Exercise set:
1/ In the passage on Egungun costumes, edit everything from "The multiple hidden" down to "and the living." so that "departed" becomes "deceased".
2/ According to the passage on Egungun costumes, what are the lappets decorated with? List every item.

Quoted passage Block Start

The composition of an Egungun ensemble has several distinctive features. The layer worn closest to the masker's skin, the under sack, must be made of Aso-Oke, the indigo and white strip-cloth (Fig. 6). It closely resembles the shroud in which the dead are wrapped. This sack, along with the netting for the face and hands, must completely seal the masker's body. The netting effectively disguises facial and hand features that might disclose his identity.

On top of this base are placed the layers of lappets. As the masker whirls, the lappets are sent flying, creating a "breeze of blessing." The design of the costume is therefore closely related to the choreography of the performance. Henry Drewal hypothesizes that the breeze of blessing created by the Egungun may also relate to Oya, the wife of Shango, the deified fourth king of Oyo and the god of thunder. Oya is the whirlwind, considered a wind of blessing, that precedes Shango, the storm.

To make the costume beautiful, and thus powerful, the lappets are decorated with patchwork patterns, braids, sequins, tassels, and amulets. The amulets hold medicinal preparations which have performative power (ase), providing protection against enemies at a time when the transformed person is vulnerable. The main protective amulets, however, are on the inside of the costume, not the outside. Metallic objects are also sewn onto the garment. These catch the light as the wearer moves, creating flashes that suggest connection to the spirit world, Orun.

The multiple hidden and visible layers of fabric used to create an Egungun costume signify the sacred and the worldly, respectively. The layers, used in combination, suggest the reunion of the departed and the living.

An ensemble is repaired and refurbished for use year after year, with layers of new lappets and amulets added to express remembrance and honour. Through divination, however, an ancestor might request a new costume altogether. The owner and the patron, the priest of divination, the tailor, the herbalist who prepares the packets of medicines, and the entire lineage collaborate in creating the ensemble. Depending upon its wealth, a family may own several types of Egungun costumes, which may represent specific or collective ancestors of the lineage.

Quoted passage Block End
Recorded data Block Start

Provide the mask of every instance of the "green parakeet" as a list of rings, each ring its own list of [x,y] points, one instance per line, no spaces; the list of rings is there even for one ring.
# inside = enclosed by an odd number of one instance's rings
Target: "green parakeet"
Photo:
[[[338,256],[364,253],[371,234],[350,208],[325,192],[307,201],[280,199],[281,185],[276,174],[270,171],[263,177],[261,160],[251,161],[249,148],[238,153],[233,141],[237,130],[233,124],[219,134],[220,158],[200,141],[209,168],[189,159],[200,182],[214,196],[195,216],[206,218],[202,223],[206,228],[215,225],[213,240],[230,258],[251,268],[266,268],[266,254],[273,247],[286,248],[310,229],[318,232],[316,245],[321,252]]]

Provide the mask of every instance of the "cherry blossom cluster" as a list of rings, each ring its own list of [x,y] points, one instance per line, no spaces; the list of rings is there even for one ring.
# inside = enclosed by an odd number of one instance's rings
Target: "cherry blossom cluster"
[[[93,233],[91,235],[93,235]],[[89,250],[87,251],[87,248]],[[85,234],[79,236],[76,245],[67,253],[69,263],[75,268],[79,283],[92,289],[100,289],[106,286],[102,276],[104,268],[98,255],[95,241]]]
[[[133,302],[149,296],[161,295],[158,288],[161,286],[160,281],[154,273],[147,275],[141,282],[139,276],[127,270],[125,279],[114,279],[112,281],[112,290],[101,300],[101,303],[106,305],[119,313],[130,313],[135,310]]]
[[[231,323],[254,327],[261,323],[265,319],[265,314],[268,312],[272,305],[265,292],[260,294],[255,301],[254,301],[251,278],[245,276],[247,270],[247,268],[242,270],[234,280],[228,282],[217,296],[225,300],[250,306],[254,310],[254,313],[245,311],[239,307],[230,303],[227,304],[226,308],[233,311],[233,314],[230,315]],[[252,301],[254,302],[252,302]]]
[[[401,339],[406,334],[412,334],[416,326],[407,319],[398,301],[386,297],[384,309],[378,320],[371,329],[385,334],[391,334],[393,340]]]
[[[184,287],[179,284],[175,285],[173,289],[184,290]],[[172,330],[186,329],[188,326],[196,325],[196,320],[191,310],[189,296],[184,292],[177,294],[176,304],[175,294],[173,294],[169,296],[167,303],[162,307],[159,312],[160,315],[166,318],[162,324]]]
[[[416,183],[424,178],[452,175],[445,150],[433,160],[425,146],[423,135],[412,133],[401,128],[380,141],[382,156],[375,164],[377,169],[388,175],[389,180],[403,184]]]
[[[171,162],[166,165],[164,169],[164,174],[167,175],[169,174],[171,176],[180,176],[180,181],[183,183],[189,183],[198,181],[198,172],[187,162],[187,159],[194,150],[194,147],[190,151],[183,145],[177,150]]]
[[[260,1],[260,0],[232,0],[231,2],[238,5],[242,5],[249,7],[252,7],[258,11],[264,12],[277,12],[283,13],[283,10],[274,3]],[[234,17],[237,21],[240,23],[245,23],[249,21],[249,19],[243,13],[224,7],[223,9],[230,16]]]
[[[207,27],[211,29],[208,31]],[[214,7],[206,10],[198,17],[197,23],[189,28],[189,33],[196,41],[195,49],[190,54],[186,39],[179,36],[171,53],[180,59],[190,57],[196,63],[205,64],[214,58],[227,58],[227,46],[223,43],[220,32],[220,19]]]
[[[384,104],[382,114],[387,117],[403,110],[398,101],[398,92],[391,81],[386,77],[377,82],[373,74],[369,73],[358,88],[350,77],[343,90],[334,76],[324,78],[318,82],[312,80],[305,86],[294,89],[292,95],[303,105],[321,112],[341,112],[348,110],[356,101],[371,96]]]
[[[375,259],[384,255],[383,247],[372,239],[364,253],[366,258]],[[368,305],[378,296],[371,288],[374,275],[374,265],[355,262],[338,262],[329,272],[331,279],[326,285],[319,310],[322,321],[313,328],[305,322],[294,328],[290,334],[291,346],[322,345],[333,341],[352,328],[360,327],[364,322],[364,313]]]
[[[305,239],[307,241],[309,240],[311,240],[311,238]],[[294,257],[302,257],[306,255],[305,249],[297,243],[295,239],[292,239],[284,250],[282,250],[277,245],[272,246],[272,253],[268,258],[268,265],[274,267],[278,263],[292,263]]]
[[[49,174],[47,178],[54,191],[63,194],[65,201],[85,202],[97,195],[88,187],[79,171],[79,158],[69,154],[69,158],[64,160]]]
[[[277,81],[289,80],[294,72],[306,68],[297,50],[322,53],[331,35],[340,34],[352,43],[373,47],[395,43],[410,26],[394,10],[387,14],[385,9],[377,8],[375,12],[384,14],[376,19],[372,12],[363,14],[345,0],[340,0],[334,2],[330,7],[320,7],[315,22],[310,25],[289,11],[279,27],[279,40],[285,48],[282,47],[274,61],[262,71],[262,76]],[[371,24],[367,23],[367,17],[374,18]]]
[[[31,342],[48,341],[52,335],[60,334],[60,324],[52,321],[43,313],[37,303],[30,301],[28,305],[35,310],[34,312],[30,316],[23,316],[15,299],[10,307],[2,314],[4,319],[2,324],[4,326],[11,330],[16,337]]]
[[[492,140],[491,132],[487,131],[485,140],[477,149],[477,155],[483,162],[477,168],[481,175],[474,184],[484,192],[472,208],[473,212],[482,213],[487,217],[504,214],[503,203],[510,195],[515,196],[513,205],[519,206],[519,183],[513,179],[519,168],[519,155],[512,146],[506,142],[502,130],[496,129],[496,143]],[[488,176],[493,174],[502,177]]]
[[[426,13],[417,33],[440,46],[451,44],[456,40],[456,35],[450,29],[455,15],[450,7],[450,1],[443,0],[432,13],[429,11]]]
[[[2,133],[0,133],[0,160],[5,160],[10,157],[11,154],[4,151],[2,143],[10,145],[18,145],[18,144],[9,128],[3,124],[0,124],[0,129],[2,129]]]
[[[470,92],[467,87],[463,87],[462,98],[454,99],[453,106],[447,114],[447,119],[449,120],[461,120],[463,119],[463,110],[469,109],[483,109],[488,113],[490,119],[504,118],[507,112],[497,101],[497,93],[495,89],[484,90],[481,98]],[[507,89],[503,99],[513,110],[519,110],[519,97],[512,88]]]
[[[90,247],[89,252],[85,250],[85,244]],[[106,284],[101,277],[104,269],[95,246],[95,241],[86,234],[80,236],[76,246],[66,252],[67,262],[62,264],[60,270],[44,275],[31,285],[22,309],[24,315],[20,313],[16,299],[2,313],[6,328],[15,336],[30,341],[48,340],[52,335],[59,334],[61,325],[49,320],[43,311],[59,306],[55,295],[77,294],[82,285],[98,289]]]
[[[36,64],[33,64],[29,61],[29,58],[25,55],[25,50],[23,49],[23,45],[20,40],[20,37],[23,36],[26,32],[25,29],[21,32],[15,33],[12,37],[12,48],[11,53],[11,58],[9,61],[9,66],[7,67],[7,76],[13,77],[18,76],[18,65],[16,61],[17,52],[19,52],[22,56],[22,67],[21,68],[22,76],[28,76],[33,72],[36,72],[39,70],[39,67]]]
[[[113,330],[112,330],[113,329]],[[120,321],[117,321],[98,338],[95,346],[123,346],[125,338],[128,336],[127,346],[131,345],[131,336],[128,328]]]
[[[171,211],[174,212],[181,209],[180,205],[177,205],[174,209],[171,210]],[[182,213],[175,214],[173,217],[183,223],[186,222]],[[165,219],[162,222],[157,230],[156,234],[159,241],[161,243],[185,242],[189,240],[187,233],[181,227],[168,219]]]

Recorded data Block End

Numbered responses:
1/
The multiple hidden and visible layers of fabric used to create an Egungun costume signify the sacred and the worldly, respectively. The layers, used in combination, suggest the reunion of the deceased and the living.

2/
- patchwork patterns
- braids
- sequins
- tassels
- amulets